- Fragmento seleccionado:
San Iñigo, abad de Oña.
(† 1071)
San Iñigo, decoroso ornamento del orden de san Benito, nació en Calatayud, ciudad antiquísima y muy noble de la corona de Aragón. Sus padres fueron muzárabes, esto es, cristianos mezclados con los árabes, los cuales dieron a Iñigo una educación conforme a las piadosas máximas del Evangelio. Llegado el ilustre joven a edad competente, dejó su patria, sus padres y sus cuantiosos bienes, y se retiró a los montes Pirineos, donde pasó algún tiempo en la contemplación de las grandezas divinas; mas llegando a su noticia la santidad de los monjes que vivían en el célebre monasterio de san Juan de la Peña, establecido en lo alto de las montañas de Jaca, resolvió abrazar la regla de san Benito. Hecha ya su solemne profesión, cuando era amado y venerado de todos los monjes por sus eminentes virtudes, alcanzó licencia del esclarecido abad, llamado Paterno, para retirarse a un espantoso desierto de las montañas de Aragón, donde resucitó con sus austeridades las imágenes de penitencia que se leen de los solitarios de la Tebaida, de la Nitria y de la Siria; y donde atraía a gran número de gentes que se aprovechaban de sus saludables instrucciones. Mas habiendo fallecido por este tiempo el primer abad del monasterio de Oña, llamado García, y deseando el rey Sancho nombrar un digno sucesor del difunto, envió tres veces embajadores al santo para que aceptase aquel cargo, y aun pasó el mismo rey personalmente al desierto y logró al fin rendirlo y traerlo consigo a aquel monasterio. En su gobierno practicó con gran eminencia todas las virtudes del más perfecto prelado, a los pobres oprimidos pagaba sus créditos, los buscaba para mantenerlos y vestirlos, libró a muchos presos de las cárceles, redimió cautivos y obró esclarecidos milagros. Cuando le acometió su última enfermedad en un pueblo llamado Solduengo y tomó al anochecer el camino para Oña a fin de consolar a sus hijos, se le aparecieron dos ángeles en figura de dos hermosísimos niños vestidos de blanco con sus hachas encendidas, los cuales le acompañaron hasta el monasterio. En la hora de su muerte se llenó el ámbito de su celda de un resplandor celestial y se oyó una voz que dijo: Ven, alma dichosa, a gozar de la bienaventuranza de tu Señor. Se celebraron con gran pompa sus funerales, y no sólo los cristianos, sino también los judíos y los moros concurrieron a sus exequias y rasgaron sus vestiduras con grandes muestras de sentimiento.

- Aplica lo leído:
(A) Según la vida de san Iñigo, ¿en qué ciudad nació el santo?
(B) Enumera los lugares de los solitarios cuyas imágenes de penitencia resucitó san Iñigo con sus austeridades, según la vida de san Iñigo.
(C) Retoma la vida de san Iñigo a partir de su última frase.
Los registros proceden de otra fuente.

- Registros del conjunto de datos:
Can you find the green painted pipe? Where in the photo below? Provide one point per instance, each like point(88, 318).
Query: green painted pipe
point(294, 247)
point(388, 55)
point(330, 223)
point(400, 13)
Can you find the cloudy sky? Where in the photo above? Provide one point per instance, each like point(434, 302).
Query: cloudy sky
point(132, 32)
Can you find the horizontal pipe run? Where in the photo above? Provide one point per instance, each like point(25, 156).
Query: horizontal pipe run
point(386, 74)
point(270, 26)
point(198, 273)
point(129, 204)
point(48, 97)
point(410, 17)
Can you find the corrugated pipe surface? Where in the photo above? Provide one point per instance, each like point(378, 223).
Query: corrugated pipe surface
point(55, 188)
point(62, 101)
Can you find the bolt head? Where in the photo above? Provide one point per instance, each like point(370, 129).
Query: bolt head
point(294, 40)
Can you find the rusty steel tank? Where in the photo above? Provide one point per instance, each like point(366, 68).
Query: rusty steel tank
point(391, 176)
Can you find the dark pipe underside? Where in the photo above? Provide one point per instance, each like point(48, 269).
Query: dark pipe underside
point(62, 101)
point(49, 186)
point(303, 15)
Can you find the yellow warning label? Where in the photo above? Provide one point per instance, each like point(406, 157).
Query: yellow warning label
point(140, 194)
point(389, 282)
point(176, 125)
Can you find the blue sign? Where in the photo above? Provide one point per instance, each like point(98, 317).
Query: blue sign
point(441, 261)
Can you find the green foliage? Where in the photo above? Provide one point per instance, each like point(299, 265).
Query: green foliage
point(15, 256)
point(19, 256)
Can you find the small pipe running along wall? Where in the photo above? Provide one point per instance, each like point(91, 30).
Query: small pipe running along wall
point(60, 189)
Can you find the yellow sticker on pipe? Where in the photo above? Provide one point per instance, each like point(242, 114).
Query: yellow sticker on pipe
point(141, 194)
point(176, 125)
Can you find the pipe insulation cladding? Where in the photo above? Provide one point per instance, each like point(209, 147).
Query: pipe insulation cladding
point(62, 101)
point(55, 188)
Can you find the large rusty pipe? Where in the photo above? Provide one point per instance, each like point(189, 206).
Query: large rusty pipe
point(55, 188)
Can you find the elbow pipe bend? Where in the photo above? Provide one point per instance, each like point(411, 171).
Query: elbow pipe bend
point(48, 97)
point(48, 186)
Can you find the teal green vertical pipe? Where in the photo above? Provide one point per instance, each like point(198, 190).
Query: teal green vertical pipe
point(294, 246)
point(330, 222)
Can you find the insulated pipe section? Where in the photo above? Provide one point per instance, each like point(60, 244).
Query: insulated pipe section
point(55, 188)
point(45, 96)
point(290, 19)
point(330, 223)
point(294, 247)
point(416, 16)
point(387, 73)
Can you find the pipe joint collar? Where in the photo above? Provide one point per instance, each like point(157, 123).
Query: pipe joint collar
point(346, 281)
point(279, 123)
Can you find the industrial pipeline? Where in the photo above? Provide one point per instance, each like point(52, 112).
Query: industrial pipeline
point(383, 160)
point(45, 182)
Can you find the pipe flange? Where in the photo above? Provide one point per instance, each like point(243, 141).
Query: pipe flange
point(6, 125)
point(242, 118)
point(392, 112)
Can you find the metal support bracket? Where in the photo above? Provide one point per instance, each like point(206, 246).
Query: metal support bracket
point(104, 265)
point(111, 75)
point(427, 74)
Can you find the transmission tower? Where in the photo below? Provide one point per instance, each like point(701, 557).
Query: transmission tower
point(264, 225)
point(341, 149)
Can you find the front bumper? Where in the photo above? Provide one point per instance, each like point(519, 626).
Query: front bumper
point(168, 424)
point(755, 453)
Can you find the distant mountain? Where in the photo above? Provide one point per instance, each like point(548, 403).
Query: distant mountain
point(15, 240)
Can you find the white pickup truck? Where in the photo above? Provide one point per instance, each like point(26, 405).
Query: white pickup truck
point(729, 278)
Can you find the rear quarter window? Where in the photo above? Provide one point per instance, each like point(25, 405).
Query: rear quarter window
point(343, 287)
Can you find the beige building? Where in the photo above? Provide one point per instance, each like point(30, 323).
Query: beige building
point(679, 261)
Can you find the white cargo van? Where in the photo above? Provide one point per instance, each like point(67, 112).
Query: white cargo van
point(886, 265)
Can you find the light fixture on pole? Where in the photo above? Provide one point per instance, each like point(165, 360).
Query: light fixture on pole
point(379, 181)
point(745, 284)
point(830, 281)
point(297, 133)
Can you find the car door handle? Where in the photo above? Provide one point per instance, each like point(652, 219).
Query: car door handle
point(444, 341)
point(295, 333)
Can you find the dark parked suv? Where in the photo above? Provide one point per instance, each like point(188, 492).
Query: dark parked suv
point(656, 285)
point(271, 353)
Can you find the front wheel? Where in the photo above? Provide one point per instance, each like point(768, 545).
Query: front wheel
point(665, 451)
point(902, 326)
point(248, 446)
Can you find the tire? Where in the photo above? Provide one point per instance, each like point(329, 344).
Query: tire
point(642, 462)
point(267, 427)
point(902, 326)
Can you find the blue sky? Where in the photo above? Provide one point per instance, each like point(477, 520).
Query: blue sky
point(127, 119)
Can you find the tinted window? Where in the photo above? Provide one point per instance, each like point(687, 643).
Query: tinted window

- Respuestas escritas:
(A) En Calatayud.

(B) La Tebaida, la Nitria y la Siria.

(C)
Reflexión:
El abad Juan, sucesor del santo, decía de él en su oración fúnebre estas palabras: "Hemos visto, hermanos, llenos de espiritual consuelo, y entre lágrimas y sollozos como ha sido arrebatado el justo de esta vida. No habrá lugar tan remoto en el mundo, al que no haya conmovido el tránsito de nuestro santísimo padre Iñigo, ni sitio tan ajeno de religión cristiana, donde no se llore su muerte. Llora la Iglesia de haber perdido tal sacerdote, pero se alegra el paraíso habiendo recibido tan gran santo: lloran los pueblos, pero se alegran los ángeles, gimen las provincias, pero triunfan los coros celestiales en la recepción de aquel varón santísimo, que deseaba diariamente volar a ella cuando decía: ¡Cuán amables son, Señor Dios de las virtudes, tus tabernáculos! (Ps. 83)". ¡Ojalá que nuestra muerte sea también la muerte de los justos, llorada de los buenos y celebrada de los ángeles! ¡Oh, cuan prudentes y dignos de toda alabanza son los hombres que considerando como negocio principal del hombre el negocio de la virtud, emplean su vida en obrar el bien y edificar a sus semejantes!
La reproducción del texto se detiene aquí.